Swimming


The Atheletes

Andres Miyares
My name is Andres Miyares and I have Down Syndrome. My mother helped me to write this story about who I am, and how it feels to be "Downs".
I was born on June 9, 1983 to my parents Ana and Carlos who already had three boys and one girl. My Mom was 44 years old and that placed her in the high percentile of possibilities of having a Downs baby. My mom's pregnancy was normal, she didn't have any tests because she said she was going to have me no matter what. So here I came.
I was born with no physical problems, my heart was fine and everything else that could have gone wrong didn't. The problems I had went along with having downs. I had very low tone in all my muscles, so it made it very hard to sit, crawl and, of course, walk. All through my early months I had intense physical therapy and in spite of it, I still wasn't making the progress that my mom wanted to see.
During these early months, they were able to establish that from a cognitive standpoint I was very high functioning. I seemed to be able to learn and could handle speech very well. This was a big challenge for my whole family because we are from Cuba, that is, my parents are from Cuba. My brothers and sister were all born here in the US but, naturally, spanish was spoken at home making the two languages an important issue in my learning process.
The doctors told my mom that regardless of the fact that I had Downs, I still carried my family's genes. Whatever we had excelled in life, I should benefit from. Having come from a family of swimmers, in the water I went at the early age of nine months. To my doctor's amazement, in three months of swimming I could swim like a frog underwater and even hold my head up. My lack of muscle tone was quickly disappearing. Though they had predicted I wouldn't walk until age two or three, I made liars of them all and started walking at 13 months. Swimming turned me into someone who beat all the odds and still today I continue through swimming to succeed.
Cognitively I progressed like wildfire. Numbers came easy. I related them to the pools I swam. Multiplication tables were a piece of cake, I have to know how many twenty-five's make a 400. How far I can go, only my friend in Heaven knows, but I will keep on trying as hard as I can, because I have something to say. I am Downs, but I can do anything you can do and sometimes just as well.

[Records from a data source]
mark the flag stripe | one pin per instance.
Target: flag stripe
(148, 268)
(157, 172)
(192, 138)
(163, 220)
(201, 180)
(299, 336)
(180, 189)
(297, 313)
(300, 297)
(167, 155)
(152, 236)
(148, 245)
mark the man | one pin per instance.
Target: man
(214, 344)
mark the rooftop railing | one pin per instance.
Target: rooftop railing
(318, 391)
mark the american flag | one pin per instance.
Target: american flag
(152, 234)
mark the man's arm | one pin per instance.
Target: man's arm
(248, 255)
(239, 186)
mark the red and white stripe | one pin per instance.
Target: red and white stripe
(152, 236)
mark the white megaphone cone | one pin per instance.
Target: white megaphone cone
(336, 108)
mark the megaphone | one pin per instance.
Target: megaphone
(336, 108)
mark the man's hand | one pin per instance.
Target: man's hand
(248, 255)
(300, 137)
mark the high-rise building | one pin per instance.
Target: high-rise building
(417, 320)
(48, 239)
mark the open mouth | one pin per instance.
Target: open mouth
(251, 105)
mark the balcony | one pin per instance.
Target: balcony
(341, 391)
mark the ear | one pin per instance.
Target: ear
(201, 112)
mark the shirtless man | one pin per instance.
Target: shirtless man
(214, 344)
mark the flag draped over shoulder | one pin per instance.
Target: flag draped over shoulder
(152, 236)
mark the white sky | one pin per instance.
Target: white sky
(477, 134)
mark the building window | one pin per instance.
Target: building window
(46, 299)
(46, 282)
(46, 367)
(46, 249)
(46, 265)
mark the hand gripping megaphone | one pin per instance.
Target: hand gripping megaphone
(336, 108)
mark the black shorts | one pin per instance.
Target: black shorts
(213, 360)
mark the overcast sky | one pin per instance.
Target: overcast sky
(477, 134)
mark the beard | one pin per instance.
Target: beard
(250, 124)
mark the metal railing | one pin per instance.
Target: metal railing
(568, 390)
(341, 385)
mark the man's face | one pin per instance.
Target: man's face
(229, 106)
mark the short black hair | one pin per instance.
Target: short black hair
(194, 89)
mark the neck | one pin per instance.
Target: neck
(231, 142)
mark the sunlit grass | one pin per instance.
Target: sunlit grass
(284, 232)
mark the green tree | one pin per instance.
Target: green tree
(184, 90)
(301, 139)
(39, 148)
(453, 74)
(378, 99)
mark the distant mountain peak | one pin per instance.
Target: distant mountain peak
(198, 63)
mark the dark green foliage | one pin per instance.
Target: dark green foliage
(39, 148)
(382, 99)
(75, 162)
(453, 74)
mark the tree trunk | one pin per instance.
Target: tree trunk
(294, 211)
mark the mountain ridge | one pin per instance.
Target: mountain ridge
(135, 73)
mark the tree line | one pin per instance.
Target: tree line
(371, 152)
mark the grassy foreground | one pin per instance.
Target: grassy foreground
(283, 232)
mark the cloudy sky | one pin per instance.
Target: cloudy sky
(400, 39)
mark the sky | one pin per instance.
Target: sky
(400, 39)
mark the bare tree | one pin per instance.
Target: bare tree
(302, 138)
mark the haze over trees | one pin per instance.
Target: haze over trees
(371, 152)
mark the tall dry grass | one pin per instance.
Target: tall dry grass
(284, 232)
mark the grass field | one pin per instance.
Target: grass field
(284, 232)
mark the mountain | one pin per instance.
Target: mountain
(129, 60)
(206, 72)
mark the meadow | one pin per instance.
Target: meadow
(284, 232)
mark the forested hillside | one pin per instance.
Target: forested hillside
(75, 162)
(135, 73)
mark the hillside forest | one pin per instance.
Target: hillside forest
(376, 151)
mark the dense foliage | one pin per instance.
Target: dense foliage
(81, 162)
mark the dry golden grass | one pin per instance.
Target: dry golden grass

**ACTIVITIES:**
1 - Answer these from the Andres Miyares story:
(a) How old was Andres's mother when he was born?
(b) At what age did Andres first go into the water?
(c) At what age did Andres start walking?
2 - Write the next part of the Andres Miyares story, picking up right after its last sentence.

**ANSWERS TO THIS EXERCISE:**
1 -
(a) 44 years old
(b) Nine months
(c) 13 months

2 -
Its hard to have people look at you funny and sometimes stare, but my mom says to me its because you glow and everyone stares at those who standout for something. I wish sometimes I would look more like my brothers and sister, but I guess I wouldn't be me if I did and I wouldn't be Downs.

I hope this will help to understand how important it is to study about us because there is a lot about us we don't know about. Downs have a place in society. I am proof of that.

My achievements are the pride and joy of my three brothers, sister and sisters in laws, my mom and dad and my eleven nephews and nieces. I have managed to hold two American records in swimmers with a disability in the hardest stroke of all, the butterfly, and on top of that in the 200 butterfly, something that requires lots of guts to do, and in the 100 butterfly. I am also a member of three relays that hold American records. I have never been defeated in the 200 Butterfly in Special Olympics or in US Swimming for disabilities. Recently, I was selected by the Greater Miami Chamber of Commerce as the inspirational athlete of Dade County and received my award at the Hall of Champions banquet right next to Mary Jo Fernandez. I also like to play tennis and have never lost a singles match in Dade County area games in Special Olympics and placed third in a Southeastern tournament in South Carolina.
I am training very hard to try to make the US team for the Paralympic games in Australia and I know in my heart that if I make or not is not important, the important thing is that I can just like anyone else. If I do make it, I will show the world that where there is a will there is always a way.